Deep Learning for Integrated Analysis of Breast Cancer Subtype Specific Multi-omics Data

Somnath Rakshit^1,+, Subha Sankar Chakraborty^2,+, Indrajit Saha^2,+,* and Dariusz Plewczynski^3,4

¹Department of Computer Science and Engineering, Jalpaiguri Government Engineering College, Jalpaiguri, India
²Department of Computer Science and Engineering, National Institute of Technical Teachers' Training and Research, Kolkata, India
³Centre of New Technologies, University of Warsaw, Poland
⁴Faculty of Mathematics and Information Science, Warsaw University of Technology, Warsaw, Poland
*Correspondence should be addressed to indrajit@nitttrkol.ac.in
⁺These authors contributed equally to this work

ABSTRACT

Breast cancer is a deadly disease which commonly occurs all over the world and has been found to be the largest cause of cancer in females. Its detection is still a major challenge, both from a computational and biological point of views. Next Generation Sequencing (NGS) techniques have accelerated the mapping of human genomes rapidly. Involvement of advanced NGS techniques reveals that multiple genetic molecules are responsible for the cause of breast cancer and its subtypes. However, the high volume of data that is produced by the NGS techniques is difficult to study because of their high dimensionality and complexity. Thus, the integrated study of multi-omics data is one of the major challenges in medical science. This fact motivated us to study the NGS based high throughput expression data of miRNAs and mRNAs as well as Beta values of DNA Methylation of the corresponding mRNAs. In this regard, first, these datasets, together consisting of 33564 features of 305 patients in five classes viz. Luminal A, Luminal B, HER2-enriched, Basal-like and Control, are analysed in an integrated fashion using deep learning technique to classify the breast cancer subtypes properly. Second, the results of the deep learning technique are further analysed in order to identify the deeply connected features, i.e. either miRNA or mRNA or DNA Methylation, which are pivotal in the classification of breast cancer subtypes as well as play a crucial role in its formation. For this purpose, a deep learning technique, called stacked autoencoder is used to encode/transform the features into a low dimensional space, which is then fed to the five well known classifiers for classification. Moreover, the same encoded data is used to select the potential features after performing multiplication with the original data and Bonferroni correction on the p-values produced by the one-sample t-test. The results have been validated quantitatively and through biological significance analysis where oncogene TP53 and tumor suppression gene BRCA1 have been found. These genes are known to play a crucial role in breast cancer.

**DATA SEGMENT**
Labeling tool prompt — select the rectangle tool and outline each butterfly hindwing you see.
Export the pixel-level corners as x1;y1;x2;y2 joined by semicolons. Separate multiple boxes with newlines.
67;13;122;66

**TO DO**
A: Answer these questions from the abstract:
(i) How many features and how many patients do the combined datasets contain?
(ii) What deep learning technique transforms the features into a low dimensional space?
(iii) Which two genes did the biological significance analysis find?
B: According to the abstract, why is "the integrated study of multi-omics data" one of the major challenges in medical science?

**RESPONSES IN ORDER**
A:
(i) 33564 features from 305 patients.
(ii) A stacked autoencoder.
(iii) The oncogene TP53 and the tumor suppression gene BRCA1.

B: NGS techniques produce a high volume of data. That data is hard to study because of its high dimensionality and complexity, so studying multi-omics data in an integrated way is a major challenge.